### DATASET RECORDS
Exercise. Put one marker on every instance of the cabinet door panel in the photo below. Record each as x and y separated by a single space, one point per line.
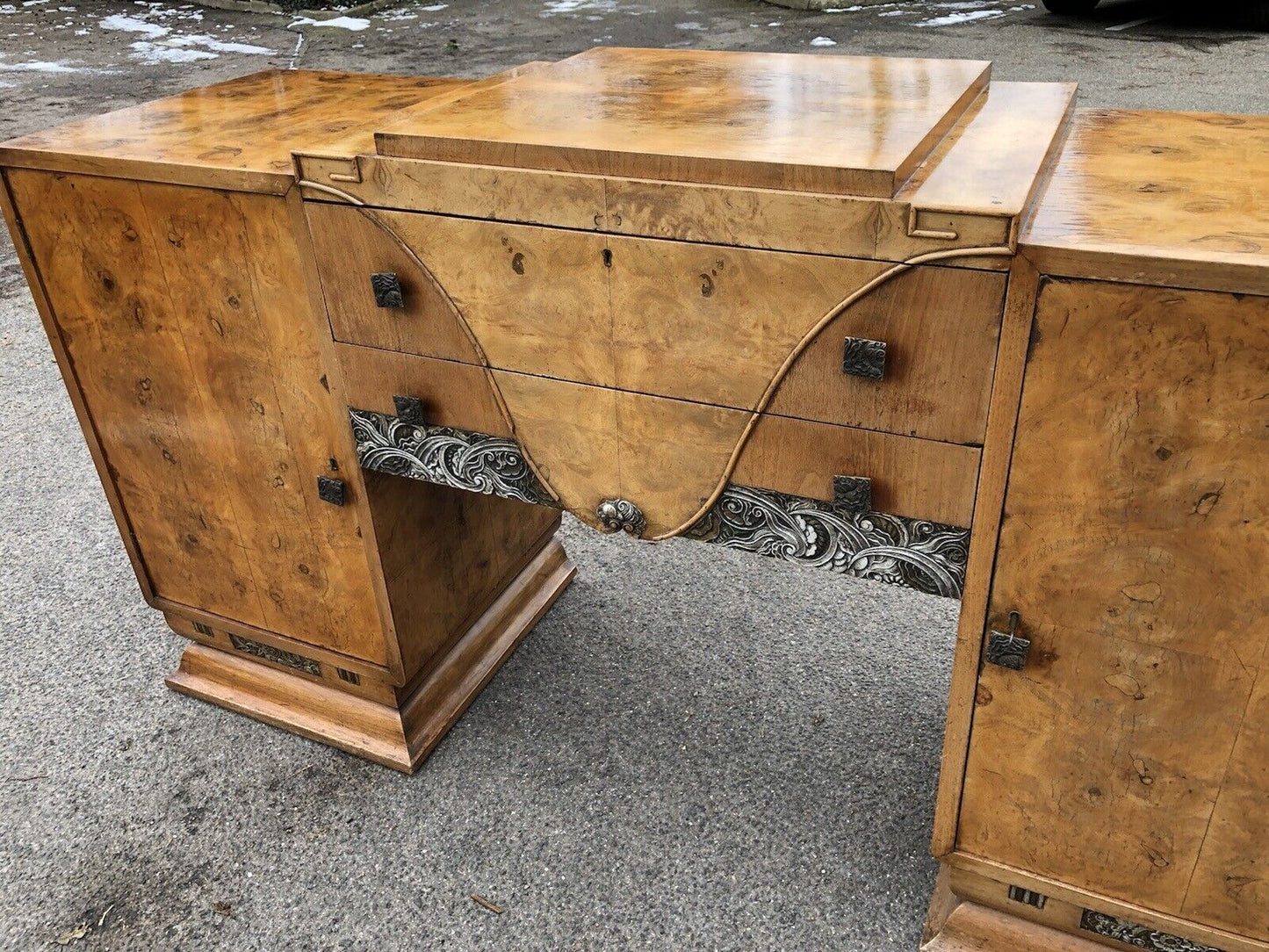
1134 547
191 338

* * *

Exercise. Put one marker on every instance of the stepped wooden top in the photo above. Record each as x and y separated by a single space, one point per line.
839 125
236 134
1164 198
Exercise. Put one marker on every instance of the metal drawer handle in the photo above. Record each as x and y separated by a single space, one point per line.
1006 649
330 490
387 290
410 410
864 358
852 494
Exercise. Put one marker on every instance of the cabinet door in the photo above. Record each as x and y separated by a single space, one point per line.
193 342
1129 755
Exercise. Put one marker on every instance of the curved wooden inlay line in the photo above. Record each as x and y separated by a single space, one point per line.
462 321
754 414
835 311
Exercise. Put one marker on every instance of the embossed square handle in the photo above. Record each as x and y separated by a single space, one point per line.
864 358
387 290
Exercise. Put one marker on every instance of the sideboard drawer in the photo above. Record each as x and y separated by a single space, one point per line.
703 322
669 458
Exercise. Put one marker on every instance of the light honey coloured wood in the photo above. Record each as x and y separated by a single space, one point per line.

### WHAT YOU WILL DO
The response should hold exactly the lines starting at the line with "cabinet door in" and ending at the line with "Exercise. Put one marker on every instance of the light", and no other line of the material above.

### ANSWER AREA
Exercise. Put one marker on every instance of the cabinet door in the photo above. Record each as x and y separated by a single space, one point per line.
193 342
1129 755
Exercise. Put one marker on every instance of the curved wooden inlay line in the photo above. Record each as x and y separated by a single space, one point per line.
462 321
754 414
835 311
Exercise. Put one marker on every instance of the embossed square handle in the photo above. Record each as x and y separated by a single space, one point per line.
864 358
387 290
Exercise. Put one marker on every instance of the sideboard drawer in the photo above. Record each as x and y separated by a single space, one point per line.
703 322
669 458
Exercise. Put one marker on every instance of the light honey coloured wood in the photo above. Record each as x and y separated by a single space, one point per line.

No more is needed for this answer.